Today
- Estimation and inference with persistent time series
- Reasons for persistence
- Problems caused by persistence
- Testing
- Results crucial when handling financial data
- Easy ways to lose money in the stock market!
- Chapter 12, 18 in Wooldridge
Time series dependence: Review
- Recall, a time series \(Y_t\) is stationary and weakly dependent if \(E[Y_t]=E[Y_s]\), \(Cov(Y_t,Y_{t+h})=Cov(Y_s,Y_{s+h})\) \(\forall\ s\neq t\) and \(Cov(Y_t,Y_{t+h})\rightarrow 0\) quickly enough
- Law of large numbers (“Ergodic Theorem”) and (modified) Central Limit Theorem hold
- Allows the series to be used in a regression with more or less usual results, up to a modified standard error formula
- Historical events can be treated like “samples” of underlying process
- Need future to be comparable to past, and not too related to it
- This can be reasonable if we directly account for characteristics that do change over time
Dealing with nonstationary data
- Most basic approach
- Transform series so that transformed series is stationary
- In any model built out of stationary components, can solve for the stationary variable
- For trend stationary data, can “detrend”
- Regress series on function of time and use residual
- Or include function of time in regression
- Transformed variables are stationary but regression equation may have different interpretation
- GDP not stationary but GDP growth might be
Integrated Series
- Series where source of nonstationarity is random much harder to deal with
- Random walk \(Y_t=Y_{t-1}+e_t\) typical example of series with stochastic trend
- Series drifts far away from any particular value, but this drift is not on preset path
- With constant, \(Y_t=b_0+Y_{t-1}+e_t\), expected to increase by \(b_0\) each period, but doesn’t stay close to line
- A series \(Y_t\) is called integrated (of order 1) if
- \(Y_t\) nonstationary, \(\Delta Y_t\) stationary,
- Asset prices, exchange rates, many macro variables seem to look like this
- A possible solution
- Remove both trends by differencing: \(\Delta Y_t= b_0 + e_t\) stationary
What if source of nonstationarity not known?
- How can we detect it?
- Measure dependence
- Apply hypothesis tests
- What if we don’t account for it?
- What are our options to deal with it?
Daily log price, S&P 500 (1-04-2010-Last Week): (Code)
▬▬▬▬▬▬▬▬▬▬
Your objective: Decide whether each statement agrees with the time series notes above: (a) GDP growth might be stationary even though GDP is not; (b) a random walk drifts along a preset path; (c) one way to detrend trend stationary data is to regress the series on a function of time and use the residual. Answer yes or no for each, quoting the deciding words of the notes.

Collection entries:
▬▬▬▬▬▬▬▬▬▬
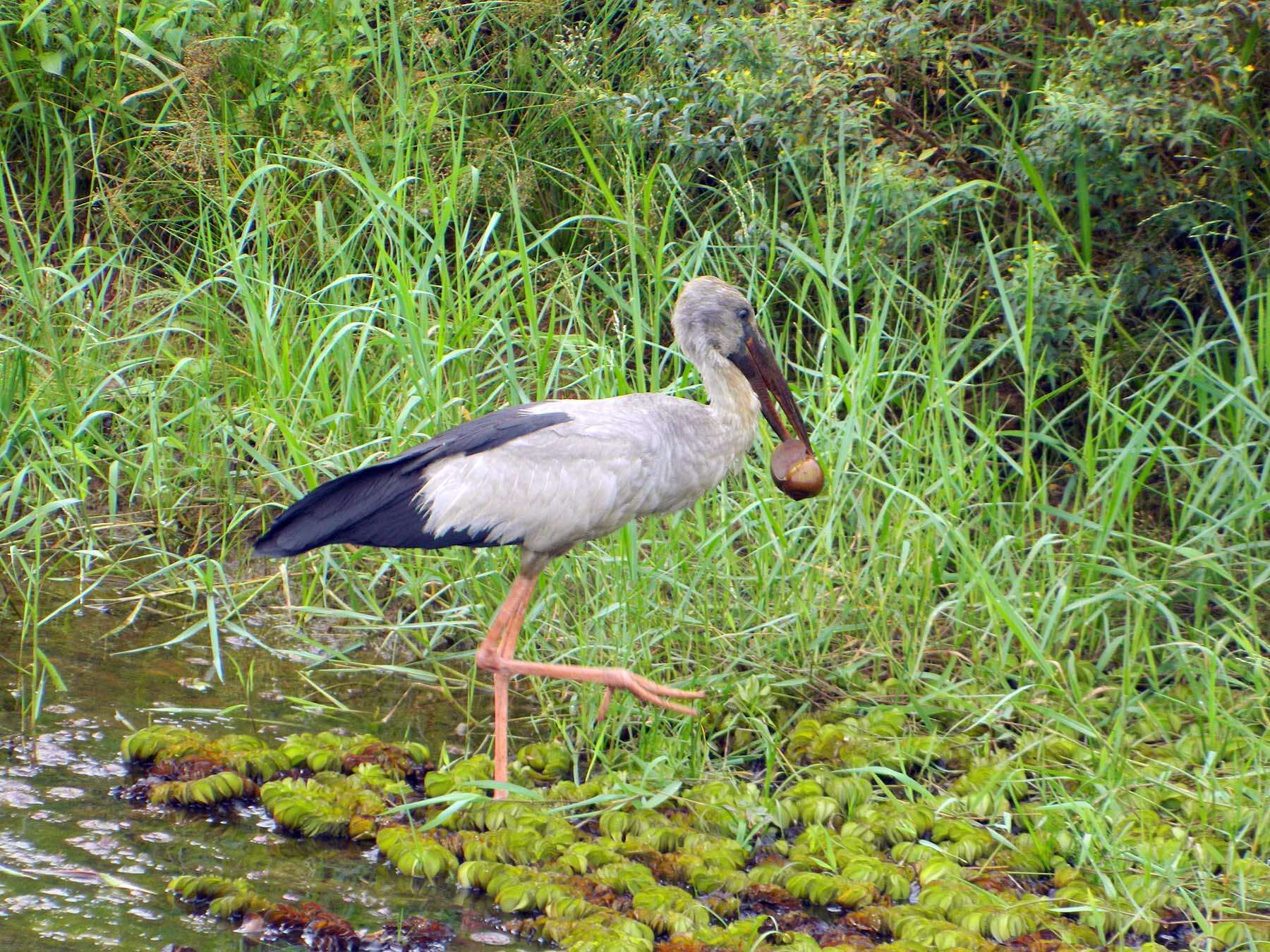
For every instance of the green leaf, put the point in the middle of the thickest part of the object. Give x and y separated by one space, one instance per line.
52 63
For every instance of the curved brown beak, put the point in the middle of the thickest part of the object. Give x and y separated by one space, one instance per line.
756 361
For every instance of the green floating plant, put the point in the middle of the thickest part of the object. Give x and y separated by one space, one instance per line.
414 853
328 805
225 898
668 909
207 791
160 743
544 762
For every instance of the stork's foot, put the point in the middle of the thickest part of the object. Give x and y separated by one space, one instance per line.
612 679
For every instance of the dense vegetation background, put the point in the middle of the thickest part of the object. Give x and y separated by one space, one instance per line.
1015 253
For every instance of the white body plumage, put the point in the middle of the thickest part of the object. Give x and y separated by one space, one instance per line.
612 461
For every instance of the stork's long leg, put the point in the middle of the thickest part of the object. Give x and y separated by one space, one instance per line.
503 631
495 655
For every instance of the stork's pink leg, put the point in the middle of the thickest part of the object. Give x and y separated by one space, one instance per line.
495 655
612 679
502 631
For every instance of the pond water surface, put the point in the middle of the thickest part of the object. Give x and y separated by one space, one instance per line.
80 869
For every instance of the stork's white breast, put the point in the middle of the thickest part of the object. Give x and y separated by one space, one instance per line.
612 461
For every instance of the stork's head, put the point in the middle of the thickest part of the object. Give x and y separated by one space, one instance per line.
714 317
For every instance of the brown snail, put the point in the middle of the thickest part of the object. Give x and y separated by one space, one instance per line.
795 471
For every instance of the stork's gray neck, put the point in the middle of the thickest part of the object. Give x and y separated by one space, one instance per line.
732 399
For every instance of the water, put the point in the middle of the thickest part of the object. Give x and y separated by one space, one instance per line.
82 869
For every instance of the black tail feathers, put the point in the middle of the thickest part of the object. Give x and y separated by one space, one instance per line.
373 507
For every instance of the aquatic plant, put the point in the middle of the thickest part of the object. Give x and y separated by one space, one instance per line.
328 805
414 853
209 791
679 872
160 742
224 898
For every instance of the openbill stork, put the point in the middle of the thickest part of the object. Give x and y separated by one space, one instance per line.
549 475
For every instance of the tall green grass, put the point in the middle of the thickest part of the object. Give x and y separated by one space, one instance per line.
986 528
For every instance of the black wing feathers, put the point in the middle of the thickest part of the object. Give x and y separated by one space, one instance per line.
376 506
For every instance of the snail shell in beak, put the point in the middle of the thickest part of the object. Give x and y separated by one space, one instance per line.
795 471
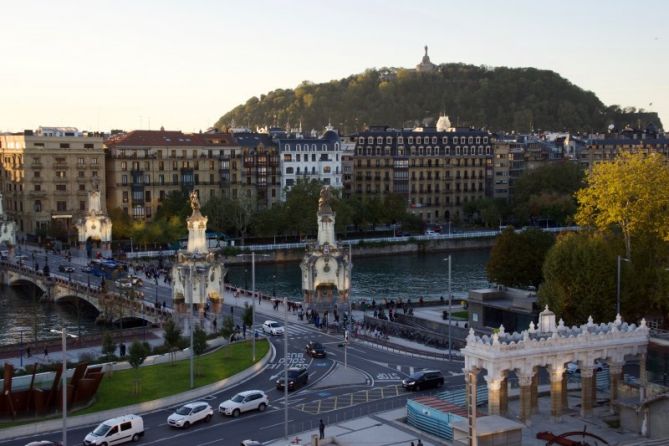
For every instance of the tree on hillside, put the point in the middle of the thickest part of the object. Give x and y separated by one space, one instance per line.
▬▬▬▬▬▬▬▬▬▬
Task result:
(a) Yes: "GDP not stationary but GDP growth might be"
(b) No: "Series drifts far away from any particular value, but this drift is not on preset path"
(c) Yes: "Regress series on function of time and use residual"